(Pointing dataset records)
□ □ □ □

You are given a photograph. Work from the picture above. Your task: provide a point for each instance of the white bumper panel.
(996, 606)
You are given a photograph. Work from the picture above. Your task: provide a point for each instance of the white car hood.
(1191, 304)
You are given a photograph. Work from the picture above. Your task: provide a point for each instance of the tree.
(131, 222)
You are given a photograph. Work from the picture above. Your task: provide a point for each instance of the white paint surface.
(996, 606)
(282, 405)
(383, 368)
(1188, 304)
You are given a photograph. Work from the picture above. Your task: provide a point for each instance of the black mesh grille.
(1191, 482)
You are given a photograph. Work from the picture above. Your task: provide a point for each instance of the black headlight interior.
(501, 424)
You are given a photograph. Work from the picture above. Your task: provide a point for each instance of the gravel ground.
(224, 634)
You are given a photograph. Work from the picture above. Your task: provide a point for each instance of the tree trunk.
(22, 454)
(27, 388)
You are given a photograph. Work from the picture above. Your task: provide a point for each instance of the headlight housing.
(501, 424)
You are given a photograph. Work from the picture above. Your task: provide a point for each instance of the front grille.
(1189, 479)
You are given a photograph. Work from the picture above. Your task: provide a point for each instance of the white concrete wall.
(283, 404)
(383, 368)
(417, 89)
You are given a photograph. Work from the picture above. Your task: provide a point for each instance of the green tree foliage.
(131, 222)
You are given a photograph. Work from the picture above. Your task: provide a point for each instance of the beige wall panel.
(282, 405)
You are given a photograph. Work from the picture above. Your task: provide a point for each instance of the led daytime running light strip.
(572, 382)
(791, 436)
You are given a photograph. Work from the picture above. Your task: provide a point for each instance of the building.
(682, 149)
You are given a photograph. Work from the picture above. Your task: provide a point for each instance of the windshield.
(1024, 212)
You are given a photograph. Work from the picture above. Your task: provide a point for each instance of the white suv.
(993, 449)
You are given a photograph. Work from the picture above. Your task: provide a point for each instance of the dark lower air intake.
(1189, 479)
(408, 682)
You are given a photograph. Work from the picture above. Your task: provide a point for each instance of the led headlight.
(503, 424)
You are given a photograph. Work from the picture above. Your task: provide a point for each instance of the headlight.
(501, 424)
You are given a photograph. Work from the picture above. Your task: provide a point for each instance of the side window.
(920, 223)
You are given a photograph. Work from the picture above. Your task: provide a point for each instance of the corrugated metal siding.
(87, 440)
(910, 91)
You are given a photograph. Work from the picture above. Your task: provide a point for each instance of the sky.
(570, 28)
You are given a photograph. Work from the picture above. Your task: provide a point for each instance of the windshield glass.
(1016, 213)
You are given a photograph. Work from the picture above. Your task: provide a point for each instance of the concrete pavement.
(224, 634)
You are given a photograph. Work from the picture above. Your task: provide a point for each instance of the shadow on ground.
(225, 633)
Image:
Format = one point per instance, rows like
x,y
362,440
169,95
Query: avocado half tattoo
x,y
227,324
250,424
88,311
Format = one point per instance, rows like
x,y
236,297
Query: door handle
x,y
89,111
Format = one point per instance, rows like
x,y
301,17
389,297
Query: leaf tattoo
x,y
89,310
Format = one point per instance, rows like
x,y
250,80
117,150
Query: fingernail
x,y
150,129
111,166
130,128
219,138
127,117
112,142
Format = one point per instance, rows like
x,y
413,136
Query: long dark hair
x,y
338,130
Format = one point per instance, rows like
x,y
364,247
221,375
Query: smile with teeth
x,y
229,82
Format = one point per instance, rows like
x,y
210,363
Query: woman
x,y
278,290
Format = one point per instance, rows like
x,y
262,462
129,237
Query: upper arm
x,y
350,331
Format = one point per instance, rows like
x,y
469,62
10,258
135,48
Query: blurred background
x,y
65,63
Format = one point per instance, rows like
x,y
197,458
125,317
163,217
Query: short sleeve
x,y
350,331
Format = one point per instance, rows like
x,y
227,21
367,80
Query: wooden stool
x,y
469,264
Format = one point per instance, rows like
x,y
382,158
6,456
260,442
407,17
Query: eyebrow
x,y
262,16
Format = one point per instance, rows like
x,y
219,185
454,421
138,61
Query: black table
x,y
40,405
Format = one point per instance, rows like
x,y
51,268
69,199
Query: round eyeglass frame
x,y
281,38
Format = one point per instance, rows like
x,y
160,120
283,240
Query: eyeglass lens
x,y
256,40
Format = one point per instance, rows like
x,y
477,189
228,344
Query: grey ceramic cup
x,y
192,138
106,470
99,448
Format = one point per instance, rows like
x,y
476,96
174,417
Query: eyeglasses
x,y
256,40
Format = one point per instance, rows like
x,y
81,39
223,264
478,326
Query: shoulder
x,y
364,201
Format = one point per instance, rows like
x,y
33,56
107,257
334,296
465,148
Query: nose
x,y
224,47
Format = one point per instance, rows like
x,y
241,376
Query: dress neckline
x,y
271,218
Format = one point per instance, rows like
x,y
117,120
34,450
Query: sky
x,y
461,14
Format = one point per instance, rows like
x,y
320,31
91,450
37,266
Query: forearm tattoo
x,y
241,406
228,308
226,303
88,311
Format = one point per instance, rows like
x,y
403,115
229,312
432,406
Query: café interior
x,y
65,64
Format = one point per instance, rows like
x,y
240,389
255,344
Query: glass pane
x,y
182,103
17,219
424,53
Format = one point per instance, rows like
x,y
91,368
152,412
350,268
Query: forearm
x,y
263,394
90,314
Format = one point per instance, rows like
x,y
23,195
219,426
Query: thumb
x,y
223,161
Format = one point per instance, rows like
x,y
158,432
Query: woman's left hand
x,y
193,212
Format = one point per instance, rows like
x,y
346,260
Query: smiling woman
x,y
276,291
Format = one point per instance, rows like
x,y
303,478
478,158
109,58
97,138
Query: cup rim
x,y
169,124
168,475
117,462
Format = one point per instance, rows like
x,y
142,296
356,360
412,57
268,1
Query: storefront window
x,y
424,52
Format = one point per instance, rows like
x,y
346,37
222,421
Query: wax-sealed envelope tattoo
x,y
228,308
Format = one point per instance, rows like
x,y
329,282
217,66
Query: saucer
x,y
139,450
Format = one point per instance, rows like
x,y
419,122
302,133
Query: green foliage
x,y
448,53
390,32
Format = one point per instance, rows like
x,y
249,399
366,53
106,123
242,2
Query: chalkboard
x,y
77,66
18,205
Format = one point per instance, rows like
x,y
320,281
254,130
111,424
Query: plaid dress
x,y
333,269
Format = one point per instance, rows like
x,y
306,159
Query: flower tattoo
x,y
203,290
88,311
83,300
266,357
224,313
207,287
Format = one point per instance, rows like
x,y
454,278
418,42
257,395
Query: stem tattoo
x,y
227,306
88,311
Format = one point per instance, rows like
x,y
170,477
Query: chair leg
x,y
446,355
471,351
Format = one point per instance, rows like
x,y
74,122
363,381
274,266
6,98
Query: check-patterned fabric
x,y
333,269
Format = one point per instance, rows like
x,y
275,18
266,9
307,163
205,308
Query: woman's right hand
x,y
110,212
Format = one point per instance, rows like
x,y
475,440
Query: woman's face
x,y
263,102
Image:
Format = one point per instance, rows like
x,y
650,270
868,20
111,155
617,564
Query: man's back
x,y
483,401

□ □ □ □

→ WORK TO BE COMPLETED
Output every line of the data above as a numbered list, skipping blank lines.

→ EXPECTED ANSWER
1. You are given a photograph. Work from the picture above. Your task: provide a point for each instance of the white bumper panel.
2. (996, 606)
3. You are given a photograph. Work from the picture above. Your task: provide a point for each instance of the white car hood.
4. (1191, 304)
5. You are given a photograph. Work from the picture above. Your task: provide a point for each instance of the tree.
6. (131, 222)
7. You are given a photograph. Work from the picture above. Your task: provide a point for each instance of the white paint surface.
8. (996, 606)
9. (282, 405)
10. (383, 368)
11. (1188, 304)
12. You are given a photograph. Work from the picture above. Your task: provide a point for each instance of the black mesh grille.
13. (1191, 482)
14. You are given a photograph. Work from the picture above. Your task: provide a point for each instance of the black headlight interior.
15. (501, 424)
16. You are given a photograph. Work from the picture above. Your task: provide a point for each instance of the gravel ground.
17. (224, 634)
18. You are given a photograph. Work from the picture above. Your task: provide a point for each instance of the tree trunk.
19. (22, 454)
20. (27, 388)
21. You are given a photograph. Work from the picture above. Your task: provide a point for each instance of the headlight housing.
22. (501, 424)
23. You are given a photograph. Work from the picture above. Your task: provide a point for each instance of the front grille.
24. (1189, 479)
25. You are given a photograph. Work from the picture above. Your task: provide a point for each instance of the white concrete wall.
26. (283, 404)
27. (383, 368)
28. (417, 89)
29. You are given a photograph. Work from the picture above. Your task: provide a point for each instance of the green tree foliage.
30. (131, 222)
31. You are given a photograph. Work from the picture above. Your task: provide a point for each instance of the beige wall panel.
32. (282, 405)
33. You are given a photograph. Work from the picture above. Your task: provide a point for each instance of the led daytime running light strip.
34. (572, 382)
35. (791, 436)
36. You are given a photograph. Work from the picture above. Your task: provide a point for each instance of the building.
37. (682, 149)
38. You are given a photograph. Work from the picture above. Your task: provide a point for each instance of the windshield.
39. (1024, 212)
40. You are given a photograph. Work from the picture above. Your task: provide a point for each instance of the white suv.
41. (993, 449)
42. You are given a photograph. Work from the picture above. Your task: provide a point for each instance of the dark lower air intake.
43. (1189, 479)
44. (408, 682)
45. You are given a photograph. Work from the picture above. Your task: provide a point for each instance of the led headlight.
46. (503, 424)
47. You are given a photograph. Work from the picture above. Your task: provide a point for each instance of the headlight.
48. (501, 424)
49. You are given a photograph. Work from the picture above. Your task: provide a point for each instance of the side window.
50. (920, 223)
51. You are given a photograph. Work from the picture above. Your task: provide a point for each instance of the corrugated metal siding.
52. (87, 440)
53. (910, 91)
54. You are given a photograph. Work from the picture above. Your task: provide a point for each instance of the sky.
55. (570, 28)
56. You are given a photograph. Work from the picture above. Your task: provide a point for each instance of the windshield glass.
57. (1016, 213)
58. You are given a photograph. Work from the picture above. Your task: provide a point for each instance of the concrete pavement.
59. (224, 634)
60. You are given a photograph. Work from the picture above. Your task: provide a point for each instance of the shadow on ground.
61. (225, 633)
62. Image:
63. Format = one point per instance, rows like
64. x,y
65. 362,440
66. 169,95
67. Query: avocado half tattoo
68. x,y
69. 227,324
70. 250,424
71. 88,311
72. Format = one point per instance, rows like
73. x,y
74. 236,297
75. Query: door handle
76. x,y
77. 89,111
78. Format = one point per instance, rows like
79. x,y
80. 301,17
81. 389,297
82. Query: leaf tattoo
83. x,y
84. 89,310
85. Format = one point per instance, rows like
86. x,y
87. 250,80
88. 117,150
89. Query: fingernail
90. x,y
91. 150,129
92. 111,166
93. 130,128
94. 219,138
95. 127,117
96. 112,142
97. Format = one point per instance, rows like
98. x,y
99. 413,136
100. Query: long dark hair
101. x,y
102. 338,130
103. Format = one point per instance, rows like
104. x,y
105. 364,247
106. 221,375
107. Query: smile with teeth
108. x,y
109. 229,82
110. Format = one point per instance, rows like
111. x,y
112. 210,363
113. Query: woman
114. x,y
115. 278,290
116. Format = one point per instance, rows like
117. x,y
118. 262,462
119. 129,237
120. Query: upper arm
121. x,y
122. 350,331
123. Format = one point per instance, rows like
124. x,y
125. 469,62
126. 10,258
127. 135,48
128. Query: blurred background
129. x,y
130. 65,63
131. Format = one point per instance, rows like
132. x,y
133. 197,458
134. 125,317
135. 163,217
136. Query: short sleeve
137. x,y
138. 350,331
139. Format = one point per instance, rows like
140. x,y
141. 227,21
142. 367,80
143. Query: wooden stool
144. x,y
145. 469,264
146. Format = one point per instance, rows like
147. x,y
148. 382,158
149. 6,456
150. 260,442
151. 407,17
152. Query: eyebrow
153. x,y
154. 262,16
155. Format = one point per instance, rows like
156. x,y
157. 219,185
158. 454,421
159. 138,61
160. Query: black table
161. x,y
162. 40,405
163. Format = one point per instance, rows like
164. x,y
165. 51,268
166. 69,199
167. Query: round eyeglass frame
168. x,y
169. 281,38
170. Format = one point per instance, rows like
171. x,y
172. 160,120
173. 283,240
174. Query: eyeglass lens
175. x,y
176. 256,40
177. Format = one point per instance, rows like
178. x,y
179. 477,189
180. 228,344
181. Query: grey ceramic cup
182. x,y
183. 192,138
184. 106,470
185. 99,448
186. Format = one point per instance, rows like
187. x,y
188. 476,96
189. 174,417
190. Query: eyeglasses
191. x,y
192. 256,40
193. Format = one point per instance, rows like
194. x,y
195. 81,39
196. 223,264
197. 478,326
198. Query: shoulder
199. x,y
200. 364,201
201. Format = one point per instance, rows like
202. x,y
203. 33,56
204. 107,257
205. 334,296
206. 465,148
207. Query: nose
208. x,y
209. 224,47
210. Format = one point per instance, rows like
211. x,y
212. 241,376
213. Query: dress neckline
214. x,y
215. 271,218
216. Format = one point per instance, rows like
217. x,y
218. 117,120
219. 34,450
220. Query: sky
221. x,y
222. 461,14
223. Format = one point per instance, rows like
224. x,y
225. 320,31
226. 91,450
227. 37,266
228. Query: forearm tattoo
229. x,y
230. 241,406
231. 228,308
232. 226,303
233. 88,311
234. Format = one point per instance, rows like
235. x,y
236. 403,115
237. 229,312
238. 432,406
239. Query: café interior
240. x,y
241. 65,64
242. Format = one point per instance, rows like
243. x,y
244. 240,389
245. 255,344
246. Query: glass pane
247. x,y
248. 182,103
249. 17,219
250. 424,53
251. Format = one point per instance, rows like
252. x,y
253. 91,368
254. 152,412
255. 350,268
256. Query: forearm
257. x,y
258. 263,394
259. 90,314
260. Format = one point per instance, rows like
261. x,y
262. 23,195
263. 219,426
264. Query: thumb
265. x,y
266. 223,161
267. Format = one point per instance, rows like
268. x,y
269. 158,432
270. Query: woman's left hand
271. x,y
272. 193,212
273. Format = one point per instance, rows like
274. x,y
275. 346,260
276. Query: smiling woman
277. x,y
278. 276,291
279. Format = one point per instance, rows like
280. x,y
281. 303,478
282. 478,158
283. 109,58
284. 97,138
285. Query: cup rim
286. x,y
287. 169,124
288. 168,475
289. 117,462
290. Format = one point per instance, rows like
291. x,y
292. 142,296
293. 356,360
294. 412,57
295. 268,1
296. Query: storefront window
297. x,y
298. 424,52
299. Format = one point per instance, rows like
300. x,y
301. 346,37
302. 222,421
303. Query: wax-sealed envelope tattoo
304. x,y
305. 228,308
306. Format = one point per instance, rows like
307. x,y
308. 329,282
309. 217,66
310. Query: saucer
311. x,y
312. 139,450
313. Format = one point per instance, rows like
314. x,y
315. 419,122
316. 302,133
317. Query: green foliage
318. x,y
319. 448,53
320. 390,32
321. Format = one point per instance, rows like
322. x,y
323. 249,399
324. 366,53
325. 106,123
326. 242,2
327. Query: chalkboard
328. x,y
329. 77,66
330. 18,205
331. Format = one point per instance, rows like
332. x,y
333. 320,281
334. 254,130
335. 111,424
336. Query: plaid dress
337. x,y
338. 333,269
339. Format = one point per instance, rows like
340. x,y
341. 306,159
342. Query: flower tattoo
343. x,y
344. 203,290
345. 88,311
346. 83,300
347. 266,357
348. 224,313
349. 207,287
350. Format = one point per instance, rows like
351. x,y
352. 454,278
353. 418,42
354. 257,395
355. Query: stem tattoo
356. x,y
357. 227,306
358. 88,311
359. Format = one point per instance, rows like
360. x,y
361. 170,477
362. Query: chair leg
363. x,y
364. 446,355
365. 471,351
366. Format = one point per instance, rows like
367. x,y
368. 74,122
369. 363,381
370. 274,266
371. 6,98
372. Query: check-patterned fabric
373. x,y
374. 333,269
375. Format = one point per instance, rows like
376. x,y
377. 275,18
378. 266,9
379. 307,163
380. 205,308
381. Query: woman's right hand
382. x,y
383. 110,212
384. Format = one point per instance, rows like
385. x,y
386. 475,440
387. Query: woman's face
388. x,y
389. 263,102
390. Image:
391. Format = one point per instance, rows like
392. x,y
393. 650,270
394. 868,20
395. 111,155
396. 617,564
397. Query: man's back
398. x,y
399. 483,401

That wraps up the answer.